WHAT IS EXPECTED -> Reproduce word for word the section of the listing below that begins with the line containing "Where can you spot the brown" and continues through the end of the listing.

# MATERIAL SUPPLIED start

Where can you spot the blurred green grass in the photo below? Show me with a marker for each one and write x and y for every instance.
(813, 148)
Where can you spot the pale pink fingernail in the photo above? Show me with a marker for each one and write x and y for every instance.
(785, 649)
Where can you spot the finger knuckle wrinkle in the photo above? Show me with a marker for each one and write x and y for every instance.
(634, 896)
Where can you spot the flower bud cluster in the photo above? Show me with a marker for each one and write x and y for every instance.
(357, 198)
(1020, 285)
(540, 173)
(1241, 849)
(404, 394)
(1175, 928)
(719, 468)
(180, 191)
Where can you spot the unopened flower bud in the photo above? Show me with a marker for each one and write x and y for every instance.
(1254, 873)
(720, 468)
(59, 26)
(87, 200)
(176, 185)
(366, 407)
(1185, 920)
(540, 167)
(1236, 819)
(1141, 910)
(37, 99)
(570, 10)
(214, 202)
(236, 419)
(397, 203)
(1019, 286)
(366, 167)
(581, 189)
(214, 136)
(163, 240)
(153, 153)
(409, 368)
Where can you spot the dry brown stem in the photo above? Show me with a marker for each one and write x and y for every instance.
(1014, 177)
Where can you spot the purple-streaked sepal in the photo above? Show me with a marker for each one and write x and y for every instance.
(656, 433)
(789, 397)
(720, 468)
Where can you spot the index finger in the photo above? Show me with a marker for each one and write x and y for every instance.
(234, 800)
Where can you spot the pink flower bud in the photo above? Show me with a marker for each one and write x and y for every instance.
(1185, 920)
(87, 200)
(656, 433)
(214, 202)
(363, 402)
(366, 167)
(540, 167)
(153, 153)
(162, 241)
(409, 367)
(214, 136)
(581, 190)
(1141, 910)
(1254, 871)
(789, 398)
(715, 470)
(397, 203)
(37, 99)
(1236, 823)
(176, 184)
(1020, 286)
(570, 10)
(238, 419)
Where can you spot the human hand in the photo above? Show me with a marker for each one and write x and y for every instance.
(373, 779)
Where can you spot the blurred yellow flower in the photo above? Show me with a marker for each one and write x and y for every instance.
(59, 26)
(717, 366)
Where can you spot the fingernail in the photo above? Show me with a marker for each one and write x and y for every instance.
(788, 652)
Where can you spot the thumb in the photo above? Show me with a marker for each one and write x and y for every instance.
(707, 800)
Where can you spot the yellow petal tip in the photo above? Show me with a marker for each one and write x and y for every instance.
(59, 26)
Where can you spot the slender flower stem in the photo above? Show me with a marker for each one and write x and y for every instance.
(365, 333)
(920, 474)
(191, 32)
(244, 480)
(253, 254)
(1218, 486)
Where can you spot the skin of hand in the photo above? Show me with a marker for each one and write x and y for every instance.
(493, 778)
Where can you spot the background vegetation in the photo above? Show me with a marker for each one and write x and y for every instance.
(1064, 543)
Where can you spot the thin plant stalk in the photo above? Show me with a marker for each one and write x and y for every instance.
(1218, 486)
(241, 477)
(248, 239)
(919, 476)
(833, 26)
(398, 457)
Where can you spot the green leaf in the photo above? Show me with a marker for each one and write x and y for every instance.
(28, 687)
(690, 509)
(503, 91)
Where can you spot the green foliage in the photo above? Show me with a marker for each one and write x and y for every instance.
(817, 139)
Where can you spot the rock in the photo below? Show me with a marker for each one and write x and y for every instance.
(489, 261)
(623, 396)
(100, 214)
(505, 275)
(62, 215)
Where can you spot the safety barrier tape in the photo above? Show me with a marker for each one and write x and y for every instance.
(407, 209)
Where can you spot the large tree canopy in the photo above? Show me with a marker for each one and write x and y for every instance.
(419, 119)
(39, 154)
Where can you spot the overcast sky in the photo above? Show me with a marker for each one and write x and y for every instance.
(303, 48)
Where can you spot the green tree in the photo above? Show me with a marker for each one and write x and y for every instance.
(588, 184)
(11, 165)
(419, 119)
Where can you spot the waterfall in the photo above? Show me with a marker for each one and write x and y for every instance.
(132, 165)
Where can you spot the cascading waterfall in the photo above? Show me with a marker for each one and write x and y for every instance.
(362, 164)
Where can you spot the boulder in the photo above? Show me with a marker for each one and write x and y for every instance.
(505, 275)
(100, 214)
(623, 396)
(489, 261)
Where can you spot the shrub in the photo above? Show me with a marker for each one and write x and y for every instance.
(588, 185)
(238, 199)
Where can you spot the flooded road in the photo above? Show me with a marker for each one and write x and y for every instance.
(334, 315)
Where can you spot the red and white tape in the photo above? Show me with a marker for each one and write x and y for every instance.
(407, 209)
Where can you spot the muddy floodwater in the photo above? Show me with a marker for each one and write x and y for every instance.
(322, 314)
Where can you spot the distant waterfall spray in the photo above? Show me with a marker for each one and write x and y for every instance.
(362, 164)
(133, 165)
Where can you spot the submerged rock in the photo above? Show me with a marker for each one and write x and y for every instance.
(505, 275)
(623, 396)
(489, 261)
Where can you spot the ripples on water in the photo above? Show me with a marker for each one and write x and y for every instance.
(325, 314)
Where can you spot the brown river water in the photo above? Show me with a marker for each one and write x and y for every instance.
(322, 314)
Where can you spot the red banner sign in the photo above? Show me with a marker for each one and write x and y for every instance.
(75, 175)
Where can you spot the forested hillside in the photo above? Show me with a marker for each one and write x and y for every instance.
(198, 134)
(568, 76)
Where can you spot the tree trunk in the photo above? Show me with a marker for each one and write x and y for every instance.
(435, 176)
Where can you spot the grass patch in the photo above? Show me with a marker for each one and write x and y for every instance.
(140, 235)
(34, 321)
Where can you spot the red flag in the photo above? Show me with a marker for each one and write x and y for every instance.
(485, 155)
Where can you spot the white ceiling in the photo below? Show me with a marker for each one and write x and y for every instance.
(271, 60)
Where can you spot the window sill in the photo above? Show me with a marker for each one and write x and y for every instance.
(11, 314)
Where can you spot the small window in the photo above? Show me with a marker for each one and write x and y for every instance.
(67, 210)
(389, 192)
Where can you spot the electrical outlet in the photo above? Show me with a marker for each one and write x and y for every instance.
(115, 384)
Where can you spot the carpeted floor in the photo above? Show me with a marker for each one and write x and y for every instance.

# MATERIAL SUPPLIED end

EXERCISE RESPONSE ->
Where can you spot the brown river water in the photo above? Show me with a marker for each one and write x and y for every instance.
(322, 314)
Where can you spot the red banner sign in the photo above? Show me with a marker for each one and write x and y for every instance.
(75, 175)
Where can you spot the forested hillside in the photo above? Show me with a marker for each one and write x and y for every instance.
(198, 134)
(568, 76)
Where can you spot the tree trunk in the photo above? Show me with a marker for each one and write x and y for every instance.
(435, 176)
Where can you spot the grass patch in the photo above? Show me with a marker for each one and write x and y for every instance.
(140, 235)
(34, 321)
Where can you spot the red flag in the photo above? Show me with a marker for each one and write x and y for every instance.
(485, 155)
Where can you spot the white ceiling in the photo below? Show me with a marker for each one and write x and y for every instance.
(271, 60)
Where can you spot the window sill in the photo above? Show me with a marker for each one and write x and y for every instance.
(11, 314)
Where can you spot the small window in the photo above? Show me with a marker for each one and write x and y for every instance.
(67, 210)
(389, 192)
Where can you spot the electrical outlet in the photo above? Show me with a marker for each one and write x and y for every instance.
(115, 384)
Where can you spot the carpeted floor in the photo above? Show me with a marker for each one and write x and y for every instance.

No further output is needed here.